- Exercise objective: Pictures are to be dropped from the copy. Retype the listing exactly.

- Task inputs:
BEGIN
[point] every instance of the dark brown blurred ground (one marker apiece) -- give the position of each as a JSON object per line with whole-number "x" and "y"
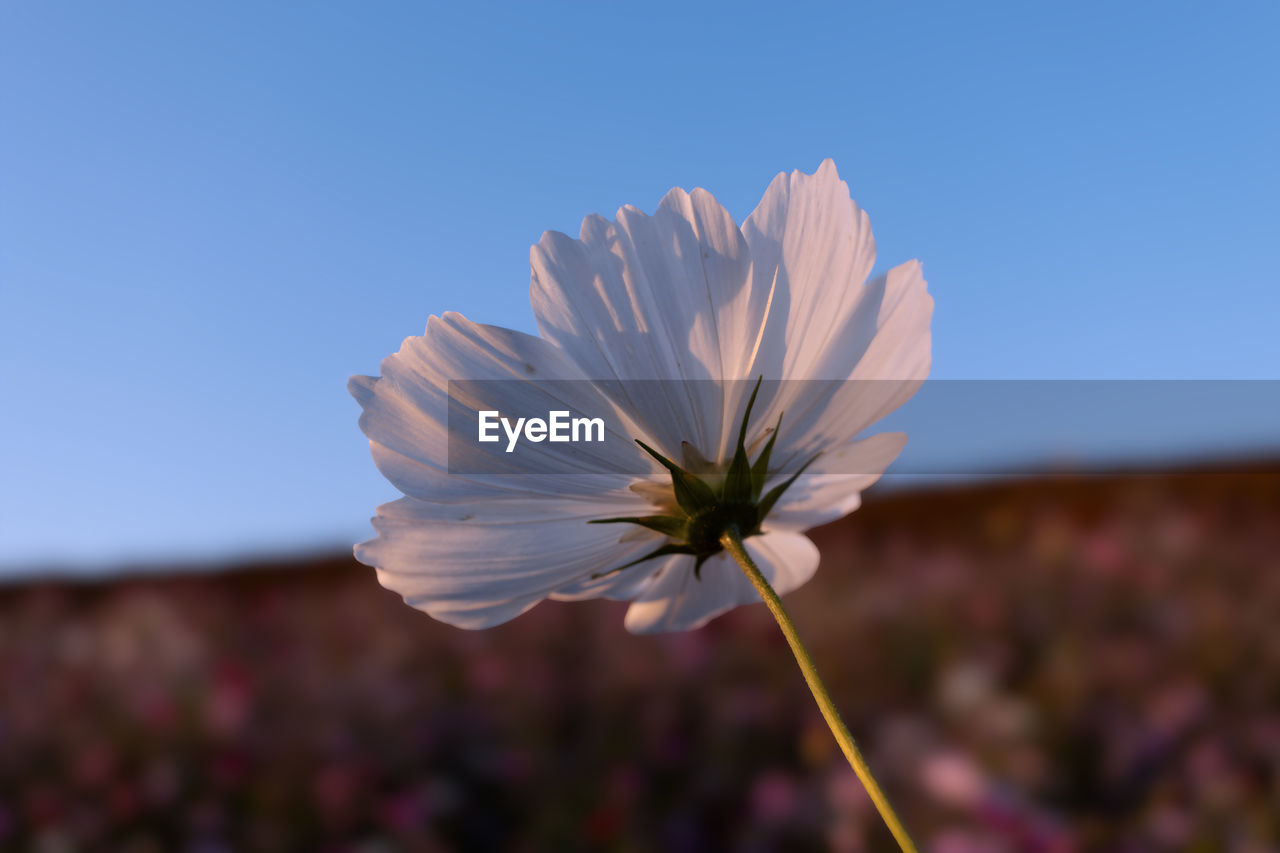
{"x": 1034, "y": 666}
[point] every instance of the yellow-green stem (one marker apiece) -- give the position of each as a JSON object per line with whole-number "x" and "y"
{"x": 732, "y": 542}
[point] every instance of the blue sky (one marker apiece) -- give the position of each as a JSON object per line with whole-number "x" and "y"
{"x": 211, "y": 214}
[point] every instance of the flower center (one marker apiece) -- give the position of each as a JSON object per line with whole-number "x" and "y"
{"x": 705, "y": 510}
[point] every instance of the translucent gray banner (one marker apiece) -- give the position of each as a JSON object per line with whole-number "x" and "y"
{"x": 954, "y": 428}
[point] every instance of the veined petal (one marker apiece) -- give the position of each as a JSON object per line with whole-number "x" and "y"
{"x": 406, "y": 415}
{"x": 886, "y": 351}
{"x": 483, "y": 568}
{"x": 831, "y": 488}
{"x": 675, "y": 600}
{"x": 812, "y": 247}
{"x": 662, "y": 297}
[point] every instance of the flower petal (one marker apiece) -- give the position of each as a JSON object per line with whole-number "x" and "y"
{"x": 406, "y": 415}
{"x": 483, "y": 568}
{"x": 812, "y": 247}
{"x": 887, "y": 355}
{"x": 831, "y": 488}
{"x": 675, "y": 600}
{"x": 662, "y": 297}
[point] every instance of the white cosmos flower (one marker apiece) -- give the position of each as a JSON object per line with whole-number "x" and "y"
{"x": 681, "y": 295}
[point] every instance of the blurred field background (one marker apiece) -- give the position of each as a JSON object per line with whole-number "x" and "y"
{"x": 1034, "y": 665}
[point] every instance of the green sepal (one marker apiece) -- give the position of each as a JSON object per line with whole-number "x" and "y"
{"x": 760, "y": 469}
{"x": 776, "y": 492}
{"x": 691, "y": 493}
{"x": 671, "y": 525}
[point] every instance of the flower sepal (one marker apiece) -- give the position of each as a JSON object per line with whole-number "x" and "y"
{"x": 705, "y": 509}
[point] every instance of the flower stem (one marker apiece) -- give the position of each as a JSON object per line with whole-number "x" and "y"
{"x": 732, "y": 542}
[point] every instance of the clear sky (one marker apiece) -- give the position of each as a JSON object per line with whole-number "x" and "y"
{"x": 211, "y": 214}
END
- Problem solution:
[point] every instance of the dark brown blurred ground (one marker apiece) -- give the position of each as a JSON object per line with whole-number "x" and "y"
{"x": 1034, "y": 666}
[point] every instance of the yellow-green stem (one marker apiece) -- give the position of each as a JSON object per line with whole-number "x" and "y"
{"x": 732, "y": 542}
[point] every instance of the blue sky (one marker apiece) -- give the position of each as a JSON object per line with whole-number "x" and "y"
{"x": 211, "y": 214}
[point] every instance of the flower center (one marker apiece) -- give the position of each as a JSON object per line with whole-number "x" and "y"
{"x": 705, "y": 510}
[point] every instance of the translucent gray banner (one marker apiece) -- give the position of each as a JSON object per line with whole-number "x" and "y"
{"x": 954, "y": 428}
[point] every instance of the veined petal (one marker apiece) -- give the position of each as a JSON object per line with whole-number "x" and "y"
{"x": 406, "y": 415}
{"x": 886, "y": 351}
{"x": 483, "y": 568}
{"x": 831, "y": 488}
{"x": 675, "y": 600}
{"x": 812, "y": 247}
{"x": 662, "y": 297}
[point] every instance of the flower petal (one marker apiece) -- give the position of each as a JSON object per line with whole-number "x" and "y"
{"x": 406, "y": 415}
{"x": 483, "y": 568}
{"x": 812, "y": 247}
{"x": 887, "y": 355}
{"x": 831, "y": 488}
{"x": 675, "y": 600}
{"x": 662, "y": 297}
[point] every instance of the white cosmos flower (one marker apiece) -- give the position of each as a JSON object per line with whole-number "x" and "y"
{"x": 681, "y": 295}
[point] every instance of the blurred field background (one marker apiece) -- give the position of each as a JSON object per line with whole-number "x" and "y"
{"x": 1034, "y": 665}
[point] every instance of the green sepal (one marker apiece) -- give the position of each as a JSON object per line with whole-number "x" and "y"
{"x": 760, "y": 469}
{"x": 776, "y": 492}
{"x": 691, "y": 493}
{"x": 671, "y": 525}
[point] every instance of the flower sepal (one marker apiece) -- give the position of each as a JSON object per line with whole-number "x" and "y"
{"x": 705, "y": 509}
[point] every instance of the flower stem (one marker apiece) -- give the position of each as a JSON object per line with whole-number "x" and "y"
{"x": 732, "y": 542}
[point] every instance of the clear sky (one marker apiece) -- give the position of each as a JSON object per line with whole-number "x" and "y"
{"x": 211, "y": 214}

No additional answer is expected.